#### [Exercise text]
- Opening Delimiter -

Renee Meyer – Ballet Mobile
Meyers is the founder and director of Ballet Mobile, a charitable performing arts organization. Ballet Mobile brings live ballet to non-traditional places, making ‘ballet-to-go’ a reality. Comprised of volunteer dancers, roadies and stage crew, Ballet Mobile holds over 60 performances annually in Baltimore-area assisted-living centers, hospitals and rehab facilities. Tailoring each performance to each individual audience, Meyer’s integrates what she calls the three M’s: music, movement and mental imagery. Starting every Wednesday this fall, Meyer has taken the Ballet Mobile to the community in a new way. She teaches “Ballet for Wellness” classes to seniors at Weinberg Village, as part of the Ballet Mobile’s “Ballet for Senior Wellness program.” Meyers’ rolling ballet company brings an interactive experience through music, movement and inspiration.
Zion Smith – MERIT Health Leadership
Smith, a 17-year-old resident of Baltimore, MD, serves as the student president of MERIT Health Leadership Academy, which focuses on empowering hundreds of young Baltimore people to becoming community health change agents. Determined to transform her community, Smith has worked with Parks and People Foundation to create green spaces in her community. Her efforts have enabled her to bring equitable food access to families in Baltimore, through the creation of youth-led community gardens, which have been built in abandoned spaces. This year, she is continuing her mission to bring “whole foods” to impoverished communities by partnering with The Greener Garden in Baltimore City. Through continuing her education and community work, Smith hopes to impact her community through gardening, education and health advocacy.

- Closing Delimiter -

#### [Dataset]

- Opening Delimiter -

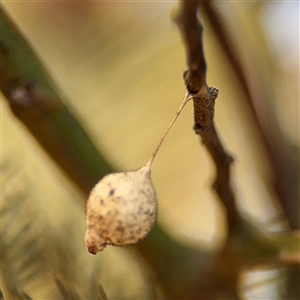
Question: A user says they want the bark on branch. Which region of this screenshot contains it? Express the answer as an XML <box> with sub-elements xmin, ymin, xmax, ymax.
<box><xmin>175</xmin><ymin>1</ymin><xmax>238</xmax><ymax>230</ymax></box>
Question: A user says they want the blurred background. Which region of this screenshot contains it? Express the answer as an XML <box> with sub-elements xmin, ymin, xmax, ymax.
<box><xmin>1</xmin><ymin>1</ymin><xmax>299</xmax><ymax>299</ymax></box>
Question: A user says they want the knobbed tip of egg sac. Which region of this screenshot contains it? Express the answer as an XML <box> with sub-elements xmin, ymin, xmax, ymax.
<box><xmin>85</xmin><ymin>166</ymin><xmax>157</xmax><ymax>254</ymax></box>
<box><xmin>85</xmin><ymin>229</ymin><xmax>107</xmax><ymax>254</ymax></box>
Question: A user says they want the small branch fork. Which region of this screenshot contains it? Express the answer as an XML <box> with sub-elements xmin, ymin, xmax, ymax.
<box><xmin>175</xmin><ymin>0</ymin><xmax>238</xmax><ymax>233</ymax></box>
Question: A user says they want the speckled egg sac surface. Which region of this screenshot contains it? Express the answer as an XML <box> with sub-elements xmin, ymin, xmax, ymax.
<box><xmin>85</xmin><ymin>166</ymin><xmax>157</xmax><ymax>254</ymax></box>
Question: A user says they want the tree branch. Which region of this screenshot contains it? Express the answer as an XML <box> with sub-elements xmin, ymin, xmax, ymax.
<box><xmin>175</xmin><ymin>1</ymin><xmax>238</xmax><ymax>228</ymax></box>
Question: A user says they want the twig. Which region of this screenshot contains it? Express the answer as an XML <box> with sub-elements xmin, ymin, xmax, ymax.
<box><xmin>201</xmin><ymin>1</ymin><xmax>300</xmax><ymax>229</ymax></box>
<box><xmin>175</xmin><ymin>1</ymin><xmax>238</xmax><ymax>229</ymax></box>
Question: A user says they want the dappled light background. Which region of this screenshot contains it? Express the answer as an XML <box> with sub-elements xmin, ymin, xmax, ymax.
<box><xmin>1</xmin><ymin>1</ymin><xmax>299</xmax><ymax>299</ymax></box>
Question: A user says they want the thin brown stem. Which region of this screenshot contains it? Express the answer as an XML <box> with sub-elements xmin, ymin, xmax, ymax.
<box><xmin>175</xmin><ymin>0</ymin><xmax>238</xmax><ymax>230</ymax></box>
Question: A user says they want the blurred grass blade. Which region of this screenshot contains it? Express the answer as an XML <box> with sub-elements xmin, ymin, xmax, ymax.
<box><xmin>98</xmin><ymin>284</ymin><xmax>108</xmax><ymax>300</ymax></box>
<box><xmin>54</xmin><ymin>276</ymin><xmax>80</xmax><ymax>300</ymax></box>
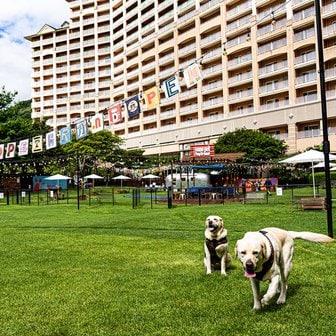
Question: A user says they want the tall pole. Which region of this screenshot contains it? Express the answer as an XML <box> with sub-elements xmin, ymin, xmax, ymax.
<box><xmin>314</xmin><ymin>0</ymin><xmax>333</xmax><ymax>237</ymax></box>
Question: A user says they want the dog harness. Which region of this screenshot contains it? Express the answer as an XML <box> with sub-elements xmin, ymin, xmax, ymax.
<box><xmin>256</xmin><ymin>230</ymin><xmax>274</xmax><ymax>280</ymax></box>
<box><xmin>205</xmin><ymin>237</ymin><xmax>227</xmax><ymax>264</ymax></box>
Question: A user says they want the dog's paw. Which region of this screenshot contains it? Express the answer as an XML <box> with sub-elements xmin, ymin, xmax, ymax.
<box><xmin>261</xmin><ymin>297</ymin><xmax>269</xmax><ymax>307</ymax></box>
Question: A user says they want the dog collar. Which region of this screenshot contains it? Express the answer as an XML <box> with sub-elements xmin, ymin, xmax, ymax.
<box><xmin>256</xmin><ymin>230</ymin><xmax>274</xmax><ymax>280</ymax></box>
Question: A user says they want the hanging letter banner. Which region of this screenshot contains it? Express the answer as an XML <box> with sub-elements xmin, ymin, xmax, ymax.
<box><xmin>46</xmin><ymin>131</ymin><xmax>57</xmax><ymax>149</ymax></box>
<box><xmin>6</xmin><ymin>142</ymin><xmax>16</xmax><ymax>159</ymax></box>
<box><xmin>60</xmin><ymin>126</ymin><xmax>71</xmax><ymax>145</ymax></box>
<box><xmin>162</xmin><ymin>76</ymin><xmax>181</xmax><ymax>99</ymax></box>
<box><xmin>107</xmin><ymin>103</ymin><xmax>122</xmax><ymax>124</ymax></box>
<box><xmin>76</xmin><ymin>120</ymin><xmax>88</xmax><ymax>140</ymax></box>
<box><xmin>183</xmin><ymin>63</ymin><xmax>202</xmax><ymax>88</ymax></box>
<box><xmin>125</xmin><ymin>95</ymin><xmax>140</xmax><ymax>118</ymax></box>
<box><xmin>18</xmin><ymin>139</ymin><xmax>29</xmax><ymax>156</ymax></box>
<box><xmin>144</xmin><ymin>86</ymin><xmax>160</xmax><ymax>110</ymax></box>
<box><xmin>90</xmin><ymin>113</ymin><xmax>104</xmax><ymax>133</ymax></box>
<box><xmin>32</xmin><ymin>135</ymin><xmax>43</xmax><ymax>153</ymax></box>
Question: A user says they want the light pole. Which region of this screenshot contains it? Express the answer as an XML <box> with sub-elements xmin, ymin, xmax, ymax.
<box><xmin>314</xmin><ymin>0</ymin><xmax>333</xmax><ymax>237</ymax></box>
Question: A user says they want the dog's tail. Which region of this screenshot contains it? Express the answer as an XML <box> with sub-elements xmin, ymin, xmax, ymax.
<box><xmin>288</xmin><ymin>231</ymin><xmax>334</xmax><ymax>243</ymax></box>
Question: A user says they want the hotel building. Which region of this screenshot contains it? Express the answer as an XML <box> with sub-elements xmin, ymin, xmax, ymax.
<box><xmin>26</xmin><ymin>0</ymin><xmax>336</xmax><ymax>155</ymax></box>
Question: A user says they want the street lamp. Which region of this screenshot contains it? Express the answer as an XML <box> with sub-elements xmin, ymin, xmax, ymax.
<box><xmin>314</xmin><ymin>0</ymin><xmax>333</xmax><ymax>237</ymax></box>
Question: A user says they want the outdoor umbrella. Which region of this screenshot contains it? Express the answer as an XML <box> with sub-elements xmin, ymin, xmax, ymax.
<box><xmin>314</xmin><ymin>162</ymin><xmax>336</xmax><ymax>168</ymax></box>
<box><xmin>84</xmin><ymin>174</ymin><xmax>103</xmax><ymax>189</ymax></box>
<box><xmin>142</xmin><ymin>174</ymin><xmax>160</xmax><ymax>185</ymax></box>
<box><xmin>113</xmin><ymin>175</ymin><xmax>131</xmax><ymax>189</ymax></box>
<box><xmin>279</xmin><ymin>149</ymin><xmax>336</xmax><ymax>197</ymax></box>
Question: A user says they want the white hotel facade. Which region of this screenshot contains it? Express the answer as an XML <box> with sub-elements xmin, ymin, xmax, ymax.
<box><xmin>26</xmin><ymin>0</ymin><xmax>336</xmax><ymax>155</ymax></box>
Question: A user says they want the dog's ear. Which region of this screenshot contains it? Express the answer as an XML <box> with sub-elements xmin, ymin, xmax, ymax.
<box><xmin>260</xmin><ymin>242</ymin><xmax>266</xmax><ymax>259</ymax></box>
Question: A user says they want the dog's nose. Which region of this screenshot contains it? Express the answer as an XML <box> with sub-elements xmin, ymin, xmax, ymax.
<box><xmin>245</xmin><ymin>259</ymin><xmax>254</xmax><ymax>273</ymax></box>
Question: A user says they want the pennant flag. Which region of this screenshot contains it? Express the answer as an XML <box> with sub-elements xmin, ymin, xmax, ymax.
<box><xmin>0</xmin><ymin>144</ymin><xmax>5</xmax><ymax>160</ymax></box>
<box><xmin>6</xmin><ymin>142</ymin><xmax>16</xmax><ymax>159</ymax></box>
<box><xmin>60</xmin><ymin>126</ymin><xmax>71</xmax><ymax>145</ymax></box>
<box><xmin>144</xmin><ymin>86</ymin><xmax>160</xmax><ymax>109</ymax></box>
<box><xmin>125</xmin><ymin>95</ymin><xmax>141</xmax><ymax>118</ymax></box>
<box><xmin>32</xmin><ymin>135</ymin><xmax>43</xmax><ymax>153</ymax></box>
<box><xmin>183</xmin><ymin>63</ymin><xmax>202</xmax><ymax>88</ymax></box>
<box><xmin>19</xmin><ymin>139</ymin><xmax>29</xmax><ymax>156</ymax></box>
<box><xmin>46</xmin><ymin>131</ymin><xmax>57</xmax><ymax>149</ymax></box>
<box><xmin>107</xmin><ymin>103</ymin><xmax>122</xmax><ymax>124</ymax></box>
<box><xmin>90</xmin><ymin>113</ymin><xmax>104</xmax><ymax>133</ymax></box>
<box><xmin>162</xmin><ymin>76</ymin><xmax>181</xmax><ymax>99</ymax></box>
<box><xmin>76</xmin><ymin>119</ymin><xmax>88</xmax><ymax>140</ymax></box>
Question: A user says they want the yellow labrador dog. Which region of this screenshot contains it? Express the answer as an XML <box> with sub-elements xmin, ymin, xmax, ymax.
<box><xmin>235</xmin><ymin>228</ymin><xmax>333</xmax><ymax>309</ymax></box>
<box><xmin>204</xmin><ymin>216</ymin><xmax>231</xmax><ymax>275</ymax></box>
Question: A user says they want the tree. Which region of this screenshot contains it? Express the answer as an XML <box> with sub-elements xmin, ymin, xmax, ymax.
<box><xmin>0</xmin><ymin>87</ymin><xmax>50</xmax><ymax>142</ymax></box>
<box><xmin>215</xmin><ymin>128</ymin><xmax>287</xmax><ymax>161</ymax></box>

- Closing Delimiter -

#### [What you will do]
[A] In the profiles of Renee Meyer and Zion Smith, how many performances does Ballet Mobile hold each year?
[B] Continue the profiles of Renee Meyer and Zion Smith after their last sentence.

#### [Answer set]
[A] Over 60 performances a year.

[B]
Jake Turner – Court Appointed Special Advocates (CASA)
Turner, an 18-year-old resident of Phoenix, MD, is the founder of the CASA Club at Hereford High School. Starting the club as a freshman, Turner, now in his senior year, saw how many of his classmates struggled to get to school. Many students at Hereford High School reside in group or foster homes and move frequently, thus uprooting them from friends and family. Seeing the need for stability, Turner believed CASA could be the one constant in their lives. Working with CASA of Baltimore County, Turner founded the club with the goal to raise funds and awareness of the challenges of being in “care.” He raised thousands of dollars in the four years since the club’s inception and has impacted not only students, but also their families and the surrounding communities. Several schools, including Bryn Mawr and Towson High School, have followed Turner’s lead and developed similar clubs. Turner’s vision has led to sponsoring dress down days, holiday gift distributions and the cleaning and stocking of the children’s play room at the courthouse. Turner’s hope is that one day all children will find stable and loving homes.